Produce an exact copy of all the records.

-- Begin --

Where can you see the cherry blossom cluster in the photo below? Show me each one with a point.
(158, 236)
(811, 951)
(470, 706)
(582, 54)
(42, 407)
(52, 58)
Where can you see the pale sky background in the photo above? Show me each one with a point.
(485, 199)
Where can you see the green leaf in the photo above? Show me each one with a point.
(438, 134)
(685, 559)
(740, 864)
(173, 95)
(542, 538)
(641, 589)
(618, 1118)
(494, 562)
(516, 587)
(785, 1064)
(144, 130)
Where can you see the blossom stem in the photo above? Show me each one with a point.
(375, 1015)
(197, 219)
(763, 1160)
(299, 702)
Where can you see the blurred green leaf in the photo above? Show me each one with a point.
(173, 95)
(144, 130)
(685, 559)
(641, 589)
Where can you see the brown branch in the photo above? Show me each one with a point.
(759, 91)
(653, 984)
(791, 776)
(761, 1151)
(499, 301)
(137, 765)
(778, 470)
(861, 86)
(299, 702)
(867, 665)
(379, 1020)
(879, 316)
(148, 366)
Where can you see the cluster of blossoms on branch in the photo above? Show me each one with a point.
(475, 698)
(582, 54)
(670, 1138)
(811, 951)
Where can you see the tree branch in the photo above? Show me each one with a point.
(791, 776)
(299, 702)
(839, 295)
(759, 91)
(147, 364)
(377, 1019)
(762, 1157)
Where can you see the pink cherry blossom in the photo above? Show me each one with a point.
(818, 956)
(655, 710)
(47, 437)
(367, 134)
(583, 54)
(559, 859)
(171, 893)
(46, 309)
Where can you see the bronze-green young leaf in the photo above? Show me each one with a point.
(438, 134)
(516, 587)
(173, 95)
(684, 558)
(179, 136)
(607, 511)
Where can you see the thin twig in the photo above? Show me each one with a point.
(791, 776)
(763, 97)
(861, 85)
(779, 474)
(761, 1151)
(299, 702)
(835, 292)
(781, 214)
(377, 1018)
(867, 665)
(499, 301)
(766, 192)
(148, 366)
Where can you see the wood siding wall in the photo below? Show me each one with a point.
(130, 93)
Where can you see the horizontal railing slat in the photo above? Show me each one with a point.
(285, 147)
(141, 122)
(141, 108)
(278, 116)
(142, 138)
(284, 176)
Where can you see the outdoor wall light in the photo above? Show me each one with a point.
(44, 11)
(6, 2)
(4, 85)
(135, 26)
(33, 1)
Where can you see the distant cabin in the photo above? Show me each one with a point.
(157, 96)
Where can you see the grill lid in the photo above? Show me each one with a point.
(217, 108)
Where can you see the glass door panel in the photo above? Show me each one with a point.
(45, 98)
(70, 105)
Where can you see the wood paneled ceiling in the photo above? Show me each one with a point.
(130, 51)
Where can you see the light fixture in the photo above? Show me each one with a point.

-- End --

→ Answer to this problem
Where can you see the cherry blossom cluster in the photo below? Show me each one with a point.
(158, 236)
(811, 951)
(470, 706)
(582, 54)
(42, 407)
(52, 58)
Where can you see the pale sky background in the photo above? Show me each one with a point.
(485, 199)
Where can you see the green leaf in the photo above? Show me each one with a point.
(438, 134)
(685, 559)
(740, 864)
(173, 95)
(542, 538)
(641, 589)
(618, 1118)
(494, 562)
(516, 587)
(785, 1064)
(144, 130)
Where can you see the blossom stem in the photo above? Show me each one with a point.
(375, 1015)
(197, 219)
(763, 1160)
(299, 702)
Where can you see the blurred green leaf in the photo above? Show me each one with a point.
(173, 95)
(144, 130)
(685, 559)
(641, 589)
Where can you see the brown branch in the photo above? Show me each one with a point.
(759, 91)
(653, 984)
(791, 776)
(761, 1151)
(499, 301)
(137, 765)
(778, 470)
(861, 86)
(299, 702)
(867, 665)
(379, 1020)
(879, 316)
(148, 366)
Where can you see the cluster of blossoms on branch in the photo above? Show me each one with a point.
(475, 698)
(582, 54)
(670, 1138)
(811, 951)
Where can you see the tree branch in the photo above? Show me each one with a point.
(791, 776)
(299, 702)
(839, 295)
(759, 91)
(147, 364)
(377, 1019)
(762, 1157)
Where can you see the pink cherry blossom in the photo above? Show me each one with a point.
(818, 956)
(655, 710)
(47, 437)
(367, 134)
(583, 54)
(559, 859)
(171, 893)
(46, 309)
Where can you see the bronze-green young leaf in the photo above? Show me each one with a point.
(438, 134)
(516, 587)
(173, 95)
(684, 558)
(179, 136)
(607, 511)
Where can you see the thin twig in the photo above? Show me each one with a point.
(791, 776)
(763, 97)
(861, 85)
(779, 474)
(761, 1151)
(299, 702)
(835, 292)
(781, 214)
(377, 1018)
(867, 665)
(499, 301)
(766, 192)
(148, 366)
Where can you see the wood siding wall in the photo below? Show me each one with a point.
(130, 93)
Where can you see the horizontal railing slat in the photo above? Show me each one with a point.
(285, 147)
(141, 122)
(141, 108)
(278, 116)
(142, 138)
(284, 176)
Where can you see the outdoor wall light in the photo above? Show me each one with a point.
(44, 11)
(6, 2)
(4, 85)
(135, 26)
(33, 1)
Where can you see the distant cabin in the photo above? Show me each one with a point.
(157, 96)
Where can you see the grill lid in the photo above? Show me each one with a point.
(217, 108)
Where can you see the glass door panel in the photo above? Show me each one with a point.
(45, 98)
(70, 105)
Where can you see the wood paneled ceiling in the photo above? Show me each one with a point.
(130, 51)
Where can you see the light fixture in the photo above? Show me each one with a point.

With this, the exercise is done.